→ Task item
Could each entry be returned exactly as it appears?

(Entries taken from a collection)
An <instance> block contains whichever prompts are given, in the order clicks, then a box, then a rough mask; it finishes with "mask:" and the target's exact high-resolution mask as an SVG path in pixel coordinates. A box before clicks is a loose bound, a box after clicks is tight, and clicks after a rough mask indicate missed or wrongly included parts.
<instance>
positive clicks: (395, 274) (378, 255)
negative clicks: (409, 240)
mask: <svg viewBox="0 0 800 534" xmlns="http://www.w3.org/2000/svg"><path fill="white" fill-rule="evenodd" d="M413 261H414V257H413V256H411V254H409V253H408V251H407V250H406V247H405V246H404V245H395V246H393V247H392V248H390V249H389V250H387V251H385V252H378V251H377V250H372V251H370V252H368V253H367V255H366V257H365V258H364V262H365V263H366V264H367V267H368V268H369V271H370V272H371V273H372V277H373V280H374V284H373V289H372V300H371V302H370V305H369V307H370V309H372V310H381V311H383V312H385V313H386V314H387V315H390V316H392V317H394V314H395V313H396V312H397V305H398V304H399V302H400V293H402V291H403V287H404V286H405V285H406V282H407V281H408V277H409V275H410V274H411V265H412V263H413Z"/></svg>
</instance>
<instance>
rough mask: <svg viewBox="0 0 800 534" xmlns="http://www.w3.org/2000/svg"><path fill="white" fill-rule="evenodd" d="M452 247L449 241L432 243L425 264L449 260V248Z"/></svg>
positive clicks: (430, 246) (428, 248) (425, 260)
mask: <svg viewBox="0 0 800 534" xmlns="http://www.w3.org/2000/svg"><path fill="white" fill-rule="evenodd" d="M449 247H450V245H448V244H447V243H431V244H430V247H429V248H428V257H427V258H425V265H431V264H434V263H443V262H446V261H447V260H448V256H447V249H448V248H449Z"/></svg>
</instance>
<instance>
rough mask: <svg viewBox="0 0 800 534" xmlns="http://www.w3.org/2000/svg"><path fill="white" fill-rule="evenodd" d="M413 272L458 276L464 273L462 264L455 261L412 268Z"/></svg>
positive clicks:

→ Expected answer
An <instance> block contains whichever prompts are given, in the order clicks, then a box, then a rough mask; it finishes with "mask:" and the target's exact high-resolution mask as an SVG path in pixel coordinates. A box before clicks is a loose bound, a box after clicks is tight, and clicks after a rough mask indicate missed or wrongly included parts.
<instance>
positive clicks: (395, 274) (378, 255)
negative clicks: (409, 240)
mask: <svg viewBox="0 0 800 534" xmlns="http://www.w3.org/2000/svg"><path fill="white" fill-rule="evenodd" d="M413 261H414V257H413V256H411V254H409V253H408V251H407V250H406V247H405V246H404V245H395V246H393V247H392V248H390V249H389V250H387V251H385V252H378V251H377V250H372V251H370V252H368V253H367V255H366V257H365V258H364V262H365V263H366V264H367V267H368V268H369V271H370V272H371V273H372V277H373V280H374V284H373V289H372V300H371V302H370V305H369V307H370V309H372V310H381V311H383V312H385V313H386V314H387V315H390V316H392V317H394V314H395V313H396V312H397V305H398V304H399V302H400V293H402V291H403V287H404V286H405V285H406V282H407V281H408V277H409V275H410V274H411V265H412V263H413Z"/></svg>
</instance>
<instance>
rough mask: <svg viewBox="0 0 800 534" xmlns="http://www.w3.org/2000/svg"><path fill="white" fill-rule="evenodd" d="M452 247L449 241L432 243L425 264L449 260V248Z"/></svg>
positive clicks: (430, 246) (428, 248) (425, 260)
mask: <svg viewBox="0 0 800 534" xmlns="http://www.w3.org/2000/svg"><path fill="white" fill-rule="evenodd" d="M449 247H450V245H448V244H447V243H431V244H430V247H429V248H428V257H427V258H425V265H431V264H434V263H443V262H446V261H447V260H448V256H447V249H448V248H449Z"/></svg>
</instance>
<instance>
rough mask: <svg viewBox="0 0 800 534" xmlns="http://www.w3.org/2000/svg"><path fill="white" fill-rule="evenodd" d="M413 272L458 276L464 273L462 264L455 261L412 268Z"/></svg>
positive clicks:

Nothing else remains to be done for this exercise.